### The problem
Reproduce word for word the passage of the introduction on schizophrenia and autophagy that begins at the words "Schizophrenia (SCZ) is" and stops after "its symptoms [3,4,5,6].".
-- Selected text follows --
Introduction

Schizophrenia (SCZ) is a chronic mental disorder characterized by abnormalities in sensory, perceptual, emotional, and behavioral functions. Patients often struggle to differentiate between reality and imagination, exhibit delayed reactions, and may show either withdrawn or exaggerated behaviors. In severe cases, they face challenges with normal social interactions [1, 2]. The onset of the disease typically occurs in youth or early adulthood. While there’s increasing evidence pointing to hereditary factors, abnormal brain structures, complications during pregnancy, and environmental influences, the precise pathogenesis and etiology remain elusive. Although a definitive cure for schizophrenia has not yet been discovered, appropriate treatments can effectively manage its symptoms [3,4,5,6].

Autophagy is a cellular process in which cytoplasmic proteins or organelles are encapsulated in vesicles. These vesicles then fuse with lysosomes to form autolysosomes, breaking down their contents to support the cell’s metabolic needs and to renew certain organelles [6]. Autophagy has a pivotal role in safeguarding the body during the progression of many diseases [7]. Yet, in the context of tumor formation and development, autophagy exhibits a dual effect [8]. It can trigger programmed cell death, reducing the chance of DNA mutations, thus playing an anti-tumor role [9]. However, in less favorable cellular environment, autophagy may offer a lifeline for tumor cells, supporting their growth and replication [10]. Consequently, whether autophagy ultimately hinders or facilitates tumor progression could be intimately linked to the surrounding cellular environment and the level of autophagy at its onset [11].
-- Selected text concluded --
-- Supplied records follows --
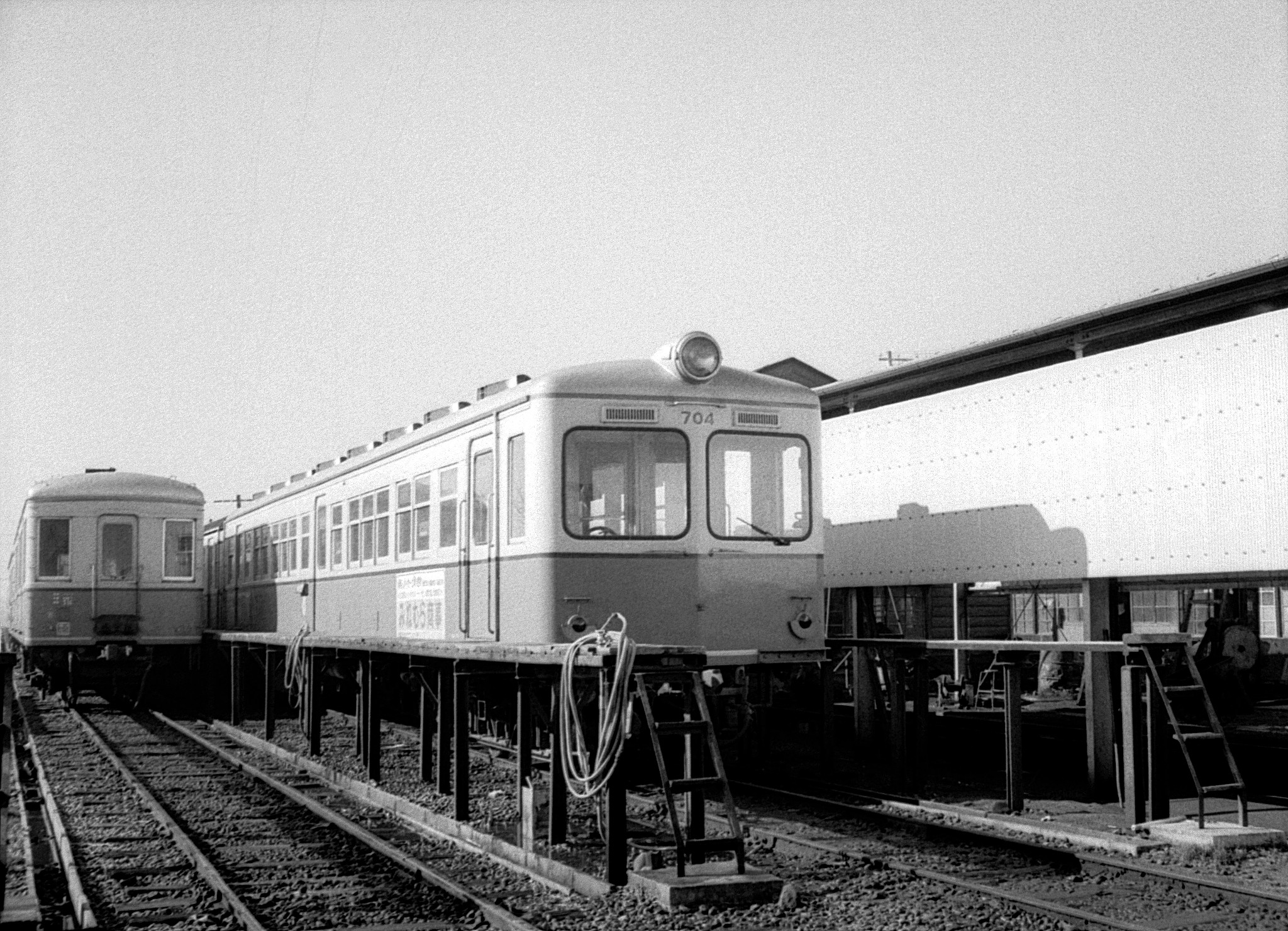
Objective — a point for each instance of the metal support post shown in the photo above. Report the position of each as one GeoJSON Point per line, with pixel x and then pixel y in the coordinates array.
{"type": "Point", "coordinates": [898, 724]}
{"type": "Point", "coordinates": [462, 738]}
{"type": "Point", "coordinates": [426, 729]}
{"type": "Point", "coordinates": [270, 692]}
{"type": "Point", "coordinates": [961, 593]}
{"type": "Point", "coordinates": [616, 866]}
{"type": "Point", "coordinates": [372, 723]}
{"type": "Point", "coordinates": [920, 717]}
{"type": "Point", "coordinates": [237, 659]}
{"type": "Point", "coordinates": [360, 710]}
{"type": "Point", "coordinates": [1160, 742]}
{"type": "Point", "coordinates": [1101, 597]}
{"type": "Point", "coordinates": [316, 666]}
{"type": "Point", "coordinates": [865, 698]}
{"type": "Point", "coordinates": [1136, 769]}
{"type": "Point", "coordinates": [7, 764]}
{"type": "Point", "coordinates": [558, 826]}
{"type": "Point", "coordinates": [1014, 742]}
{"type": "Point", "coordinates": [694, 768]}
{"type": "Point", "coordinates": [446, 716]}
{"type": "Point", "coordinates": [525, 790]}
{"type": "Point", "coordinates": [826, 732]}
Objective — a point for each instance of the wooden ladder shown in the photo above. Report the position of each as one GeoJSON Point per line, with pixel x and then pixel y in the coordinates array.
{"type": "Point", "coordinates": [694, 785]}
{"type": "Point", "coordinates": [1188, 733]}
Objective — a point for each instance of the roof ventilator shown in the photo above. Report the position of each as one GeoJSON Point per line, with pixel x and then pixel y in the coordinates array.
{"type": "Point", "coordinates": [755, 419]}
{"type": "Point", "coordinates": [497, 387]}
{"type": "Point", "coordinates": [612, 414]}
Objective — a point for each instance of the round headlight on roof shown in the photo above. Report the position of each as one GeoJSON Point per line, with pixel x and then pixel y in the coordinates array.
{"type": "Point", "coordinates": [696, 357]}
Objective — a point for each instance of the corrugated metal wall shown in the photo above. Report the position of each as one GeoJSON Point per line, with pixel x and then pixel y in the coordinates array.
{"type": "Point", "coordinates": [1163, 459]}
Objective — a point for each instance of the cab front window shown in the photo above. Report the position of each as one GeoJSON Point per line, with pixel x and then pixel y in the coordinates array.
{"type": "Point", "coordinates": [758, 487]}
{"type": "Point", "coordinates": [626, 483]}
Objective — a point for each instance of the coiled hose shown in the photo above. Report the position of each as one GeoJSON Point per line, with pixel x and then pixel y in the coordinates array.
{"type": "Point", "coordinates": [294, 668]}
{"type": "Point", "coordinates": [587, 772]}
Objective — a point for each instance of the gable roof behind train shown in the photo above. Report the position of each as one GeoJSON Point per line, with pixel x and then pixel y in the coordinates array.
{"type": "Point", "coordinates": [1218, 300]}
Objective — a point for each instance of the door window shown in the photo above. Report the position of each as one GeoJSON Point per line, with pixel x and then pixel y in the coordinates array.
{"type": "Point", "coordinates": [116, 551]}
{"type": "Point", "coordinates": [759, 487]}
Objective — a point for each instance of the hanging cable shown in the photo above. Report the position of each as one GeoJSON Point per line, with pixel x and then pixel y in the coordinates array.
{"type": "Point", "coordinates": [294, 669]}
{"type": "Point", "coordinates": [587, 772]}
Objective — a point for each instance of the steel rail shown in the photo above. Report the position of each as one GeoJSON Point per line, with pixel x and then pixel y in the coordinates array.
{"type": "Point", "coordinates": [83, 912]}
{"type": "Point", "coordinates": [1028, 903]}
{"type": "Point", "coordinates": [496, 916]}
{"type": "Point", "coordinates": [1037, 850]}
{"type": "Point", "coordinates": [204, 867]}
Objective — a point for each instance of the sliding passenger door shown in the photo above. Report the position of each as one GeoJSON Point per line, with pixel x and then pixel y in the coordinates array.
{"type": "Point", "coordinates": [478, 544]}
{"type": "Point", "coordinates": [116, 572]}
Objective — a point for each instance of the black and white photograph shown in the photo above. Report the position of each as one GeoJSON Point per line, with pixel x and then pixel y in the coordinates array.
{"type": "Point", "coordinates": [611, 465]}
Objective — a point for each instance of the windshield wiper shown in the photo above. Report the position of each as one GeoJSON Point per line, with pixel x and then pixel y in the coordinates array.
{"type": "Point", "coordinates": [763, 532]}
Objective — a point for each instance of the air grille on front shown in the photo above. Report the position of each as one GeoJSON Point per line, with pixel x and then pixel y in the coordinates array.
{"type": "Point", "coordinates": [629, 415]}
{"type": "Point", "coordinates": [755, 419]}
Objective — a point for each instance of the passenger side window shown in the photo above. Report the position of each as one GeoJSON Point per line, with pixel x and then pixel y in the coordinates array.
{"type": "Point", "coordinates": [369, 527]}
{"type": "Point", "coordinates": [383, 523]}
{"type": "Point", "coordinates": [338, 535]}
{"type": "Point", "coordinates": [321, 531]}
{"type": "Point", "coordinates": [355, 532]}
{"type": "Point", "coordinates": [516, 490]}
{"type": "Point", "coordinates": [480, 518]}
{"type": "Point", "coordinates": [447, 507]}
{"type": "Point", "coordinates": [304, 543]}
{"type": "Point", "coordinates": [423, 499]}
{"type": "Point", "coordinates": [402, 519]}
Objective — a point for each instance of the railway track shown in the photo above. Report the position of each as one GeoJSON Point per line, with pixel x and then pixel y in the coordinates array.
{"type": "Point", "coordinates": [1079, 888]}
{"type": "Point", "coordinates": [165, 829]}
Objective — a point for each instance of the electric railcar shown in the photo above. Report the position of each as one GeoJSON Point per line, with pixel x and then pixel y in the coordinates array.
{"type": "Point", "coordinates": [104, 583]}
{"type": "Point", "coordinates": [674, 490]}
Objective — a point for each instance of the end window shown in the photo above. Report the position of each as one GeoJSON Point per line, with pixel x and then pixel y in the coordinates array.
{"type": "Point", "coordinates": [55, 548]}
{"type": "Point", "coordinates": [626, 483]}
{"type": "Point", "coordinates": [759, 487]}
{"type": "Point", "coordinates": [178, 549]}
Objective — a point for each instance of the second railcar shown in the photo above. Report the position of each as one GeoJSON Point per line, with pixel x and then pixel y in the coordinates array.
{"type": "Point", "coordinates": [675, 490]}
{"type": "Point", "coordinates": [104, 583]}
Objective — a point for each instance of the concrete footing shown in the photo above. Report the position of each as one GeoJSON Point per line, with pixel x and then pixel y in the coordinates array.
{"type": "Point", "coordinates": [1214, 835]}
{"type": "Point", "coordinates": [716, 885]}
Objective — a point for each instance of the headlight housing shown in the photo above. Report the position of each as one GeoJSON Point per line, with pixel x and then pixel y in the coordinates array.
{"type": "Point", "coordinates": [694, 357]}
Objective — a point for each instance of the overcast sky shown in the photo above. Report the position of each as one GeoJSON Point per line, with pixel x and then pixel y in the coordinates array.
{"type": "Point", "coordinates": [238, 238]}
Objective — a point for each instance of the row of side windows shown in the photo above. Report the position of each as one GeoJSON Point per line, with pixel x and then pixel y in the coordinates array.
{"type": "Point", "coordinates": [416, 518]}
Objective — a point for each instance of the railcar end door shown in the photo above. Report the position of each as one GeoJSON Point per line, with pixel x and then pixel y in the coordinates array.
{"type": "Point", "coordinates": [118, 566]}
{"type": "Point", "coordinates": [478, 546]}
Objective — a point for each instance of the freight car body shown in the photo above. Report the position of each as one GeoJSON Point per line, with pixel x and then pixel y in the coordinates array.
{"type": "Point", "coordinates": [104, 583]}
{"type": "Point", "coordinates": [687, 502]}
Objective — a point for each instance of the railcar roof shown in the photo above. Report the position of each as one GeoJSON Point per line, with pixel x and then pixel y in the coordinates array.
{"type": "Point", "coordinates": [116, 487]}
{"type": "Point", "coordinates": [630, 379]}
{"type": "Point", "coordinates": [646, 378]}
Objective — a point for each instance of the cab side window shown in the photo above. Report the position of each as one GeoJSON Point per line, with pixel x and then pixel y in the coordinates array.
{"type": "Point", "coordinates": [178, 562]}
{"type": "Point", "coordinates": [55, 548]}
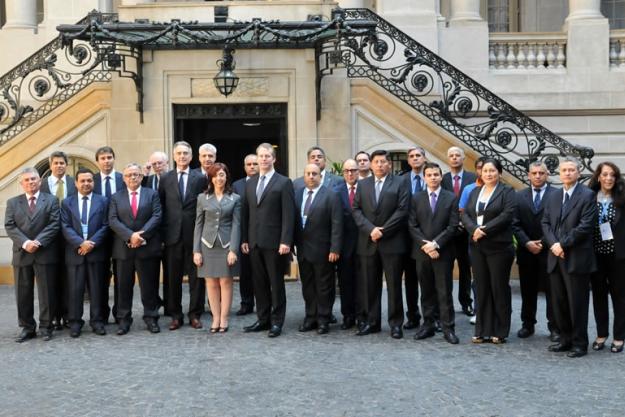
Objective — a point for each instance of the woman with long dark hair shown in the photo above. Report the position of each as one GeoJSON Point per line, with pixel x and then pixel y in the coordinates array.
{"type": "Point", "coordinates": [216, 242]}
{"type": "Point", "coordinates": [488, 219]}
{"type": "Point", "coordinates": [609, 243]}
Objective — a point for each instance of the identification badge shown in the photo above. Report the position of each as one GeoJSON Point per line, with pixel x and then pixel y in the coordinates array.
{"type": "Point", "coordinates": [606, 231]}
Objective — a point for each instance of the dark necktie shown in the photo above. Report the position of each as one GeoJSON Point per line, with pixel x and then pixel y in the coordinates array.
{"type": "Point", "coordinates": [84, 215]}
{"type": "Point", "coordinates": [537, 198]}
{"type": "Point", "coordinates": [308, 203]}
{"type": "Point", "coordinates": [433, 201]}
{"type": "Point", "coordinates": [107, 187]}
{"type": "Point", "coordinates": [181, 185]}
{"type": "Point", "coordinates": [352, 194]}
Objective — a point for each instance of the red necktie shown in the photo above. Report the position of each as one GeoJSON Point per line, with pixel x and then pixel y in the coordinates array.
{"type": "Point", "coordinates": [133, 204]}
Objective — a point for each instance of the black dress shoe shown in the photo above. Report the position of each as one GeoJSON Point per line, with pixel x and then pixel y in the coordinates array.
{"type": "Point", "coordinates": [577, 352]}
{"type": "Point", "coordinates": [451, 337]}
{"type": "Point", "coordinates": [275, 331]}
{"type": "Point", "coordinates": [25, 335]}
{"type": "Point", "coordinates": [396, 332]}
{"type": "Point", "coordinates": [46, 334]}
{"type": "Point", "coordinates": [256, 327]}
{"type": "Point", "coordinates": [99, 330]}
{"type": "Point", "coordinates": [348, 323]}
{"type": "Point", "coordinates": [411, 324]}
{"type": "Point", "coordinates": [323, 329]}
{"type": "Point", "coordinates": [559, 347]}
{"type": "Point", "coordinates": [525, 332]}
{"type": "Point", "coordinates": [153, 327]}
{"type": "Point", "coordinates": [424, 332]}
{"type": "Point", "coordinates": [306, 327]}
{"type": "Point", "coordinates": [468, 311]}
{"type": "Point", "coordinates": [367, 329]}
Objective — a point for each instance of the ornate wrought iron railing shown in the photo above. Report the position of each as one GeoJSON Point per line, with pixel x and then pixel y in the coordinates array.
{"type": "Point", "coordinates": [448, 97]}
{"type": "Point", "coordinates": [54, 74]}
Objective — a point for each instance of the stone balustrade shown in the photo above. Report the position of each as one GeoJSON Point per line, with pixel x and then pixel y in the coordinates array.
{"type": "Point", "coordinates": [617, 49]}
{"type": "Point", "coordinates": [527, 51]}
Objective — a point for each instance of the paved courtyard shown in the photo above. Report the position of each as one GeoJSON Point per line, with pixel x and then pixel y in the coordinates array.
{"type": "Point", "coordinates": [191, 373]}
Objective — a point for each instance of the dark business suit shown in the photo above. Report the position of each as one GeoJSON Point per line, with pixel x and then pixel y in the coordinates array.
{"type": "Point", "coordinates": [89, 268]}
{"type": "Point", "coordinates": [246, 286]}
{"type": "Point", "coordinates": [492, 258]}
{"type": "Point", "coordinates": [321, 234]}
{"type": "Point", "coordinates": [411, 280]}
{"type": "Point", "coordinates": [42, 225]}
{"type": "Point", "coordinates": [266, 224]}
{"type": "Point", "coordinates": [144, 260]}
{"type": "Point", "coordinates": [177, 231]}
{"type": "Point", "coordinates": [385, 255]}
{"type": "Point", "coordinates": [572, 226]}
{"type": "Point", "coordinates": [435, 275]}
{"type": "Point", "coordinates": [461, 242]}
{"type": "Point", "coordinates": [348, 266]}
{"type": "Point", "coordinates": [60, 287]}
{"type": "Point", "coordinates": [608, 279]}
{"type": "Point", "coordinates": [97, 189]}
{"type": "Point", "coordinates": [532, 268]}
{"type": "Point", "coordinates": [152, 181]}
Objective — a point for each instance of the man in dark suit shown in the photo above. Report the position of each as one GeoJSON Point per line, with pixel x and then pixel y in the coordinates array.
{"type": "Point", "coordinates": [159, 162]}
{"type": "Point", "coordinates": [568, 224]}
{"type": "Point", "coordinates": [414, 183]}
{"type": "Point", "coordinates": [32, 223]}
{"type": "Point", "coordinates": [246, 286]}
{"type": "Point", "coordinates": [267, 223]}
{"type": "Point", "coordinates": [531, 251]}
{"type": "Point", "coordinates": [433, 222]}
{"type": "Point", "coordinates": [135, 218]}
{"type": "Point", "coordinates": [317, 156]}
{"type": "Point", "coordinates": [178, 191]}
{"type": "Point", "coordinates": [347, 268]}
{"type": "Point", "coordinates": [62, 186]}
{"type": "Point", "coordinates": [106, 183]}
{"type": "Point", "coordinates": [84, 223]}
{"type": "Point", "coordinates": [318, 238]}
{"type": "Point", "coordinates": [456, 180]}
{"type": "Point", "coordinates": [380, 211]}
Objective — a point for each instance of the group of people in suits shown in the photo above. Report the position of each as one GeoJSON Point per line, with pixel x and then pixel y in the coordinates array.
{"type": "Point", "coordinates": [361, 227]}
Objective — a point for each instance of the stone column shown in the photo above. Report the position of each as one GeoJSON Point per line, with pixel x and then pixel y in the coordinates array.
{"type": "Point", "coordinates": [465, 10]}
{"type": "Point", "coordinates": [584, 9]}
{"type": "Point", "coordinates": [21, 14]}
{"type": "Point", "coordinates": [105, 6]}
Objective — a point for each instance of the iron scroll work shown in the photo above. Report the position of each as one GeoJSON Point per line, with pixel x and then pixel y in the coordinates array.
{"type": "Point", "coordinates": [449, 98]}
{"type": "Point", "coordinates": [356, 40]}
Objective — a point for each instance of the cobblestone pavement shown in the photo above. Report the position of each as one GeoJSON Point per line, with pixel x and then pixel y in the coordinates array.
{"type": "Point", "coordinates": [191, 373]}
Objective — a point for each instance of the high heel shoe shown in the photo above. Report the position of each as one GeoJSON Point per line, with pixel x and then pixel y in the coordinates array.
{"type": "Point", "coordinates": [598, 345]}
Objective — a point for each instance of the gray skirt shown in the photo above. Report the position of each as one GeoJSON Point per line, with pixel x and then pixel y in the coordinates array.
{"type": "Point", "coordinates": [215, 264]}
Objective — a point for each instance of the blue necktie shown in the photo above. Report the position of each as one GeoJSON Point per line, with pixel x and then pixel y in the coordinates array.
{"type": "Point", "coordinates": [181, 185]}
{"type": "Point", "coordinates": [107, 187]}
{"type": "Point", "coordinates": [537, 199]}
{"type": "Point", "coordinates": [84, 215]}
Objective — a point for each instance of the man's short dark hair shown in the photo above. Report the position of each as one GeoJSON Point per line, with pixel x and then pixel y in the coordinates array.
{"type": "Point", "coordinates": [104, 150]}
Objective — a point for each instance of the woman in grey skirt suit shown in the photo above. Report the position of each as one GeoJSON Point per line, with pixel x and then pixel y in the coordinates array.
-- Supplied records concluded --
### Problem solution
Schizophrenia (SCZ) is a chronic mental disorder characterized by abnormalities in sensory, perceptual, emotional, and behavioral functions. Patients often struggle to differentiate between reality and imagination, exhibit delayed reactions, and may show either withdrawn or exaggerated behaviors. In severe cases, they face challenges with normal social interactions [1, 2]. The onset of the disease typically occurs in youth or early adulthood. While there’s increasing evidence pointing to hereditary factors, abnormal brain structures, complications during pregnancy, and environmental influences, the precise pathogenesis and etiology remain elusive. Although a definitive cure for schizophrenia has not yet been discovered, appropriate treatments can effectively manage its symptoms [3,4,5,6].